=== To-do list ===
• 1. List every company that the Fault Tolerance excerpt names.
• 2. Continue the Fault Tolerance excerpt from the point where it stops.

Another important note: FT does not protect against a storage
failure. Since the VMs on both hosts use the same storage and virtual
disk file it is a single point of failure. Therefore it’s important to
have as much redundancy as possible to prevent this, such as dual
storage adapters in your host servers attached to separate switches,
known as multi-pathing). If a path to the SAN fails on one host, FT will
detect this and switch over to the secondary VM, but this is not a
desirable situation. Furthermore if there was a complete SAN failure or
problem with the VM’s LUN, the FT feature would not protect against
this.
VII. So should you actually use FT? Enter SiteSurvey
Now that you’ve read all this, you might be wondering if you meet the
many requirements to use FT in your own environment. VMware provides a
utility called
SiteSurvey
that will look at your infrastructure and see if it is capable of
running FT. It is available as either a Windows or Linux download and
once you install and run it, you will be prompted to connect to a
vCenter Server. Once it connects to the vCenter Server you can choose
from your available clusters to generate a SiteSurvery report that shows
whether or not your hosts support FT and if the hosts and VMs meet the
individual prerequisites to use the feature.
You can also click on links in the report that will give you detailed
information about all the prerequisites along with compatible CPU
charts. These links go to VMware’s website and display the
help document for the SiteSurvey utility, which is full of great information, including some of the following prerequisites for FT.
- The vLockstep technology used by FT requires the physical processor
extensions added to the latest processors from Intel and AMD. In order
to run FT, a host must have an FT-capable processor, and both hosts
running an FT VM pair must be in the same processor family.

=== Dataset excerpt ===
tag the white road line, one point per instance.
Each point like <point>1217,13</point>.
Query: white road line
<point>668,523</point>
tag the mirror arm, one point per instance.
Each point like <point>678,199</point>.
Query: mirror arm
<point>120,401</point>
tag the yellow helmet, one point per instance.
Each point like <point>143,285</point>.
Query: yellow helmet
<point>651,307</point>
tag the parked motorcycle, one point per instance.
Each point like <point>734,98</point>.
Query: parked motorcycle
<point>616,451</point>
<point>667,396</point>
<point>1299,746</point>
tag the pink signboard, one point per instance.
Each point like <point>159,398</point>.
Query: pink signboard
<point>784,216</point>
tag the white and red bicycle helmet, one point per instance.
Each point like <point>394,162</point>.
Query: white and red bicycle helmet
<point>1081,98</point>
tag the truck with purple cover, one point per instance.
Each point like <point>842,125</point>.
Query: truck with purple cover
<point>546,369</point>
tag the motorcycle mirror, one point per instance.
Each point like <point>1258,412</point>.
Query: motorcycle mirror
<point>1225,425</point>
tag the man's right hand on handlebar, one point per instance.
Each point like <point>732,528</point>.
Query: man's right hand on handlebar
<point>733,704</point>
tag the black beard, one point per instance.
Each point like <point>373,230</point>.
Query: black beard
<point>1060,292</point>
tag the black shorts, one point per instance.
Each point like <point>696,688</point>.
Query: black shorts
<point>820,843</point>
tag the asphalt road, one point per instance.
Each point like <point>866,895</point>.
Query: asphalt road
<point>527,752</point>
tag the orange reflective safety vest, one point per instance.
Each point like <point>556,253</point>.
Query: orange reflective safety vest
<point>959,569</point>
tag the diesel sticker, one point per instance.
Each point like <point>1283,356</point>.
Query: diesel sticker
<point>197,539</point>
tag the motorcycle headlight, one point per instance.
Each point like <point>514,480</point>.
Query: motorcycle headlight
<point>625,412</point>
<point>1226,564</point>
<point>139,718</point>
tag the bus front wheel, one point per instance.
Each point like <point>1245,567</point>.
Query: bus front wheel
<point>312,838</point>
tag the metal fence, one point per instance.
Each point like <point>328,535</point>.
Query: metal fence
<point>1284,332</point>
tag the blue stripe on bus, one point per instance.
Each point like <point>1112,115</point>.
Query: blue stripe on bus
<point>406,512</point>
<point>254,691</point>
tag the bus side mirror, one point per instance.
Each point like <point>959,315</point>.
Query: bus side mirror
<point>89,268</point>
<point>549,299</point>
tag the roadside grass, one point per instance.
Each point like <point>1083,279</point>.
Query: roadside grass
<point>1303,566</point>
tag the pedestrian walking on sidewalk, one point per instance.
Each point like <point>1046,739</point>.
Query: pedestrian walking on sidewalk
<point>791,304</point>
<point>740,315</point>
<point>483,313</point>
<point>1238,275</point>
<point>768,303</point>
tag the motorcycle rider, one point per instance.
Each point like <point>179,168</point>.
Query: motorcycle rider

=== The responses ===
• 1. VMware, Intel, AMD

• 2.
- When ESX hosts are used together in an FT cluster, their processor
speeds must be matched fairly closely to ensure that the hosts can stay
in sync. VMware SiteSurvey will flag any CPU speeds that are different
by more than 400 MHz.
- ESX hosts running the FT VM pair must be running at least ESX 4.0, and must be running the same build number of ESX.
- FT requires each member of the FT cluster to have a minimum of two
NICs with speeds of at least 1 Gb per second. Each NIC must also be on
the same network.
- FT requires each member of the FT cluster to have two virtual NICs,
one for logging and one for VMotion. VMware SiteSurvey will flag ESX
hosts which do not contain as least two virtual NICs.
- ESX hosts used together as a FT cluster must share storage for the
protected VMs. For this reason VMware SiteSurvey lists the shared
storage it detects for each ESX host and flags hosts that do not have
shared storage in common. In addition, a FT-protected VM must itself be
stored on shared storage and any disks connected to it must be shared
storage.
- At this time, FT only supports single-processor virtual machines.
VMware SiteSurvey flags virtual machines that are configured with more
than one processor. To use FT with those VMs, you must reconfigure them
as single-CPU VMs.
- FT will not work with virtual disks backed with thin-provisioned
storage or disks that do not have clustering features enabled. When you
turn on FT, the conversion to the appropriate disk format is performed
by default.
- Snapshots must be removed before FT can be enabled on a virtual
machine. In addition, it is not possible to take snapshots of virtual
machines on which FT is enabled.
- FT is not supported with virtual machines that have CD-ROM or floppy
virtual devices backed by a physical or remote device. To use FT with a
virtual machine with this issue, remove the CD-ROM or floppy virtual
device or reconfigure the backing with an ISO installed on shared
storage.
- Physical RDM is not supported with FT. You may only use virtual RDMs.
- Paravirtualized guests are not supported with FT. To use FT with a
virtual machine with this issue, reconfigure the virtual machine without
a VMI ROM.
- N_Port ID Virtualization (NPIV) is not supported with FT. To use FT
with a virtual machine with this issue, disable the NPIV configuration
of the virtual machine.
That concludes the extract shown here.